## Start

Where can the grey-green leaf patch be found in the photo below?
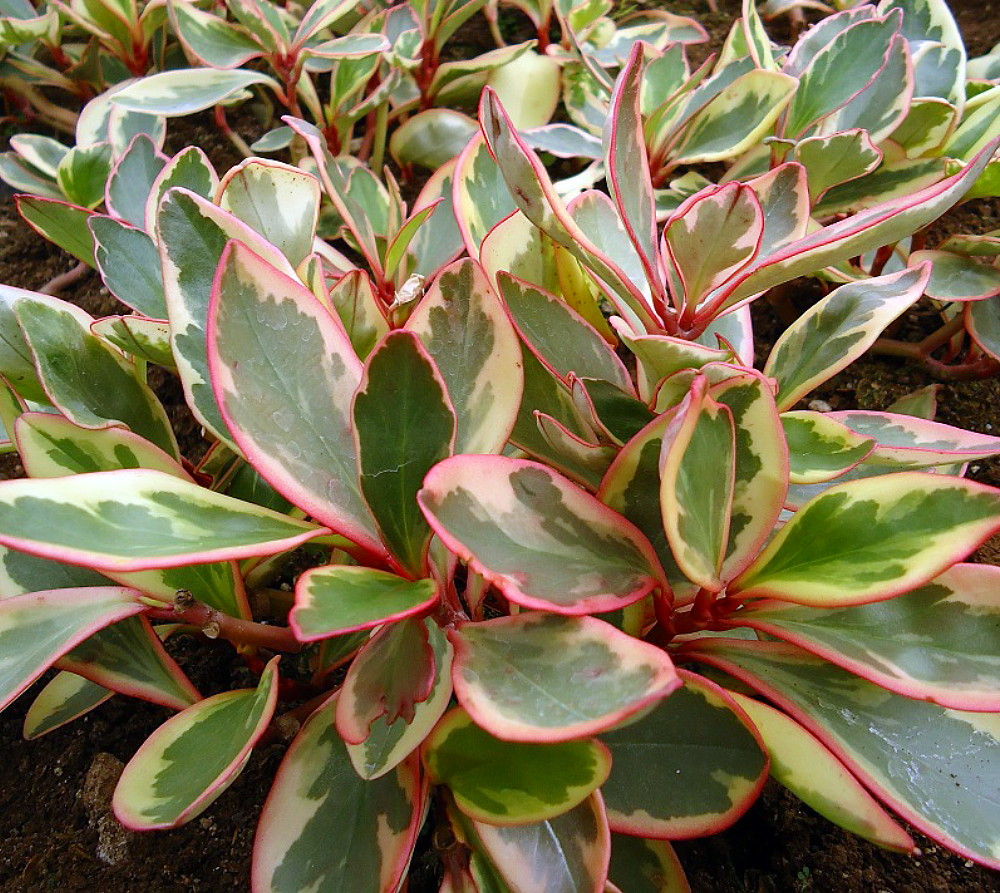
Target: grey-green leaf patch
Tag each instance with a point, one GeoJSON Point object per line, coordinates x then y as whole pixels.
{"type": "Point", "coordinates": [284, 373]}
{"type": "Point", "coordinates": [192, 235]}
{"type": "Point", "coordinates": [52, 446]}
{"type": "Point", "coordinates": [933, 766]}
{"type": "Point", "coordinates": [65, 697]}
{"type": "Point", "coordinates": [137, 519]}
{"type": "Point", "coordinates": [807, 768]}
{"type": "Point", "coordinates": [390, 742]}
{"type": "Point", "coordinates": [939, 642]}
{"type": "Point", "coordinates": [129, 657]}
{"type": "Point", "coordinates": [91, 383]}
{"type": "Point", "coordinates": [194, 756]}
{"type": "Point", "coordinates": [317, 789]}
{"type": "Point", "coordinates": [820, 448]}
{"type": "Point", "coordinates": [837, 330]}
{"type": "Point", "coordinates": [129, 265]}
{"type": "Point", "coordinates": [565, 854]}
{"type": "Point", "coordinates": [688, 768]}
{"type": "Point", "coordinates": [463, 327]}
{"type": "Point", "coordinates": [511, 783]}
{"type": "Point", "coordinates": [404, 424]}
{"type": "Point", "coordinates": [872, 539]}
{"type": "Point", "coordinates": [338, 599]}
{"type": "Point", "coordinates": [546, 543]}
{"type": "Point", "coordinates": [505, 678]}
{"type": "Point", "coordinates": [643, 865]}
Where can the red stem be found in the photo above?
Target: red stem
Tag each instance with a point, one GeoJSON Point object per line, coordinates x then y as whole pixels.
{"type": "Point", "coordinates": [216, 625]}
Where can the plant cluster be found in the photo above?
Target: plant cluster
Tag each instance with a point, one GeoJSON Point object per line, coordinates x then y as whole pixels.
{"type": "Point", "coordinates": [579, 575]}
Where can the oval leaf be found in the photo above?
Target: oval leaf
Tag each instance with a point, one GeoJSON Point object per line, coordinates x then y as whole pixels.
{"type": "Point", "coordinates": [505, 678]}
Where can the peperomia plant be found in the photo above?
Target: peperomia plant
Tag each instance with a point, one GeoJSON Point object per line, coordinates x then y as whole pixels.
{"type": "Point", "coordinates": [568, 583]}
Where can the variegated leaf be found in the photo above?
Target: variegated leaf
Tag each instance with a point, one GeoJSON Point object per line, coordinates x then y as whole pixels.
{"type": "Point", "coordinates": [317, 789]}
{"type": "Point", "coordinates": [882, 224]}
{"type": "Point", "coordinates": [461, 323]}
{"type": "Point", "coordinates": [628, 166]}
{"type": "Point", "coordinates": [37, 628]}
{"type": "Point", "coordinates": [933, 766]}
{"type": "Point", "coordinates": [390, 742]}
{"type": "Point", "coordinates": [16, 363]}
{"type": "Point", "coordinates": [511, 783]}
{"type": "Point", "coordinates": [335, 599]}
{"type": "Point", "coordinates": [603, 676]}
{"type": "Point", "coordinates": [902, 440]}
{"type": "Point", "coordinates": [821, 448]}
{"type": "Point", "coordinates": [481, 197]}
{"type": "Point", "coordinates": [52, 446]}
{"type": "Point", "coordinates": [957, 278]}
{"type": "Point", "coordinates": [189, 761]}
{"type": "Point", "coordinates": [709, 238]}
{"type": "Point", "coordinates": [403, 425]}
{"type": "Point", "coordinates": [193, 234]}
{"type": "Point", "coordinates": [836, 158]}
{"type": "Point", "coordinates": [188, 169]}
{"type": "Point", "coordinates": [128, 657]}
{"type": "Point", "coordinates": [138, 337]}
{"type": "Point", "coordinates": [132, 179]}
{"type": "Point", "coordinates": [355, 301]}
{"type": "Point", "coordinates": [939, 642]}
{"type": "Point", "coordinates": [109, 392]}
{"type": "Point", "coordinates": [536, 197]}
{"type": "Point", "coordinates": [804, 765]}
{"type": "Point", "coordinates": [295, 424]}
{"type": "Point", "coordinates": [544, 542]}
{"type": "Point", "coordinates": [760, 464]}
{"type": "Point", "coordinates": [642, 865]}
{"type": "Point", "coordinates": [783, 194]}
{"type": "Point", "coordinates": [737, 118]}
{"type": "Point", "coordinates": [559, 337]}
{"type": "Point", "coordinates": [840, 70]}
{"type": "Point", "coordinates": [698, 468]}
{"type": "Point", "coordinates": [61, 223]}
{"type": "Point", "coordinates": [872, 539]}
{"type": "Point", "coordinates": [687, 768]}
{"type": "Point", "coordinates": [138, 519]}
{"type": "Point", "coordinates": [184, 91]}
{"type": "Point", "coordinates": [837, 330]}
{"type": "Point", "coordinates": [631, 487]}
{"type": "Point", "coordinates": [565, 854]}
{"type": "Point", "coordinates": [65, 698]}
{"type": "Point", "coordinates": [393, 672]}
{"type": "Point", "coordinates": [129, 265]}
{"type": "Point", "coordinates": [276, 200]}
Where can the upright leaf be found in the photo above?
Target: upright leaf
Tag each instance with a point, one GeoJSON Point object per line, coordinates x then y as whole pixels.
{"type": "Point", "coordinates": [511, 783]}
{"type": "Point", "coordinates": [155, 520]}
{"type": "Point", "coordinates": [872, 539]}
{"type": "Point", "coordinates": [272, 341]}
{"type": "Point", "coordinates": [463, 327]}
{"type": "Point", "coordinates": [183, 767]}
{"type": "Point", "coordinates": [509, 685]}
{"type": "Point", "coordinates": [403, 425]}
{"type": "Point", "coordinates": [37, 628]}
{"type": "Point", "coordinates": [317, 789]}
{"type": "Point", "coordinates": [544, 542]}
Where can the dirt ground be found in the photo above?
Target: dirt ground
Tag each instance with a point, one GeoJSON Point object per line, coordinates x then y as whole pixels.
{"type": "Point", "coordinates": [56, 832]}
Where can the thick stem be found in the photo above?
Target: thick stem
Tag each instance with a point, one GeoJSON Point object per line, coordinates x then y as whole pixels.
{"type": "Point", "coordinates": [216, 625]}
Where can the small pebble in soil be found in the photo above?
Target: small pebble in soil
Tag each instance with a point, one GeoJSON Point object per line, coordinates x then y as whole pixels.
{"type": "Point", "coordinates": [98, 787]}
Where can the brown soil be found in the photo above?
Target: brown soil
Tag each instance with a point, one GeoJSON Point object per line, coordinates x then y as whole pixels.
{"type": "Point", "coordinates": [56, 833]}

## End

TASK OBJECTIVE: Retype every one of the entries above line for line, without changing a character, and leave the pictures out.

FINAL RESULT:
Where can the grey-green leaf patch be found in the photo below?
Target: grey-green leaf patch
Tag each instance with a point, one GeoJSON Point object per line, coordinates x then y as whole pixels.
{"type": "Point", "coordinates": [284, 373]}
{"type": "Point", "coordinates": [192, 235]}
{"type": "Point", "coordinates": [52, 446]}
{"type": "Point", "coordinates": [933, 766]}
{"type": "Point", "coordinates": [65, 697]}
{"type": "Point", "coordinates": [137, 519]}
{"type": "Point", "coordinates": [807, 768]}
{"type": "Point", "coordinates": [390, 742]}
{"type": "Point", "coordinates": [939, 642]}
{"type": "Point", "coordinates": [129, 657]}
{"type": "Point", "coordinates": [91, 383]}
{"type": "Point", "coordinates": [194, 756]}
{"type": "Point", "coordinates": [317, 789]}
{"type": "Point", "coordinates": [820, 448]}
{"type": "Point", "coordinates": [837, 330]}
{"type": "Point", "coordinates": [129, 265]}
{"type": "Point", "coordinates": [565, 854]}
{"type": "Point", "coordinates": [688, 768]}
{"type": "Point", "coordinates": [463, 327]}
{"type": "Point", "coordinates": [511, 783]}
{"type": "Point", "coordinates": [404, 424]}
{"type": "Point", "coordinates": [872, 539]}
{"type": "Point", "coordinates": [338, 599]}
{"type": "Point", "coordinates": [546, 543]}
{"type": "Point", "coordinates": [505, 678]}
{"type": "Point", "coordinates": [643, 865]}
Where can the red stem be found in the photo above?
Target: red stem
Tag each instance with a point, one GeoJSON Point object per line, coordinates x then y as whole pixels.
{"type": "Point", "coordinates": [216, 625]}
Where can the plant cluster be found in the photo above?
Target: plant cluster
Tag each instance with a point, one GeoJSON Point object per line, coordinates x then y as whole pixels.
{"type": "Point", "coordinates": [579, 575]}
Where can the oval leaf be found in the photo above?
Target: oval leaf
Tag each instance with a point, one GeoJSON Point object per line, coordinates x then y as whole pixels.
{"type": "Point", "coordinates": [505, 678]}
Where can the peperomia plant be found in the photo above?
Target: peperomia plant
Tag each instance with a point, one GeoJSON Point object per line, coordinates x then y as whole pixels.
{"type": "Point", "coordinates": [568, 583]}
Where can the variegated leaf be found in the photo above?
Target: variegated leaf
Tag each instance with a point, one GeoJSON Point object per line, coordinates x then y as whole pixels.
{"type": "Point", "coordinates": [317, 789]}
{"type": "Point", "coordinates": [882, 224]}
{"type": "Point", "coordinates": [461, 323]}
{"type": "Point", "coordinates": [628, 166]}
{"type": "Point", "coordinates": [37, 628]}
{"type": "Point", "coordinates": [933, 766]}
{"type": "Point", "coordinates": [390, 742]}
{"type": "Point", "coordinates": [16, 363]}
{"type": "Point", "coordinates": [511, 783]}
{"type": "Point", "coordinates": [335, 599]}
{"type": "Point", "coordinates": [603, 676]}
{"type": "Point", "coordinates": [902, 440]}
{"type": "Point", "coordinates": [821, 448]}
{"type": "Point", "coordinates": [481, 197]}
{"type": "Point", "coordinates": [52, 446]}
{"type": "Point", "coordinates": [957, 278]}
{"type": "Point", "coordinates": [189, 761]}
{"type": "Point", "coordinates": [709, 238]}
{"type": "Point", "coordinates": [403, 425]}
{"type": "Point", "coordinates": [193, 234]}
{"type": "Point", "coordinates": [836, 158]}
{"type": "Point", "coordinates": [188, 169]}
{"type": "Point", "coordinates": [128, 657]}
{"type": "Point", "coordinates": [138, 337]}
{"type": "Point", "coordinates": [132, 179]}
{"type": "Point", "coordinates": [355, 301]}
{"type": "Point", "coordinates": [939, 642]}
{"type": "Point", "coordinates": [109, 392]}
{"type": "Point", "coordinates": [536, 197]}
{"type": "Point", "coordinates": [804, 765]}
{"type": "Point", "coordinates": [295, 424]}
{"type": "Point", "coordinates": [544, 542]}
{"type": "Point", "coordinates": [760, 464]}
{"type": "Point", "coordinates": [642, 865]}
{"type": "Point", "coordinates": [783, 194]}
{"type": "Point", "coordinates": [737, 118]}
{"type": "Point", "coordinates": [559, 337]}
{"type": "Point", "coordinates": [840, 70]}
{"type": "Point", "coordinates": [698, 468]}
{"type": "Point", "coordinates": [61, 223]}
{"type": "Point", "coordinates": [872, 539]}
{"type": "Point", "coordinates": [687, 768]}
{"type": "Point", "coordinates": [138, 519]}
{"type": "Point", "coordinates": [184, 91]}
{"type": "Point", "coordinates": [837, 330]}
{"type": "Point", "coordinates": [631, 487]}
{"type": "Point", "coordinates": [565, 854]}
{"type": "Point", "coordinates": [65, 698]}
{"type": "Point", "coordinates": [393, 672]}
{"type": "Point", "coordinates": [129, 265]}
{"type": "Point", "coordinates": [276, 200]}
Where can the upright leaf be found in the photo above?
Target: upright leaf
Tag each instance with a point, one GeoJSON Point object per line, coordinates x then y as whole pixels.
{"type": "Point", "coordinates": [511, 783]}
{"type": "Point", "coordinates": [155, 520]}
{"type": "Point", "coordinates": [872, 539]}
{"type": "Point", "coordinates": [272, 341]}
{"type": "Point", "coordinates": [463, 327]}
{"type": "Point", "coordinates": [183, 767]}
{"type": "Point", "coordinates": [509, 685]}
{"type": "Point", "coordinates": [403, 425]}
{"type": "Point", "coordinates": [37, 628]}
{"type": "Point", "coordinates": [317, 789]}
{"type": "Point", "coordinates": [544, 542]}
Where can the dirt ground be found in the photo above?
Target: dirt ground
Tag each instance with a point, one GeoJSON Point object per line, coordinates x then y as whole pixels.
{"type": "Point", "coordinates": [56, 832]}
Where can the thick stem be found in the photo above?
Target: thick stem
Tag each instance with a point, one GeoJSON Point object per line, coordinates x then y as whole pixels.
{"type": "Point", "coordinates": [216, 625]}
Where can the small pebble in soil be found in the photo above?
Target: small pebble in soil
Tag each instance with a point, one GeoJSON Point object per line, coordinates x then y as whole pixels.
{"type": "Point", "coordinates": [98, 787]}
Where can the brown soil be found in the photo above?
Target: brown soil
Tag each instance with a point, one GeoJSON Point object per line, coordinates x then y as whole pixels.
{"type": "Point", "coordinates": [56, 833]}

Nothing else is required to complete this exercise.